Excerpts of pointing data:
.....

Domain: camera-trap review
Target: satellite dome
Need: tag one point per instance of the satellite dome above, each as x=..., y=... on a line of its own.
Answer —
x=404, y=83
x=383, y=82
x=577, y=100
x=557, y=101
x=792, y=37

.....

Which lines in the entries above contain the word "dome"? Show each such line in full, treating uppercase and lowercase as different.

Target: satellite dome
Need: tag one point per instance of the satellite dome above, each as x=..., y=... on a line of its own.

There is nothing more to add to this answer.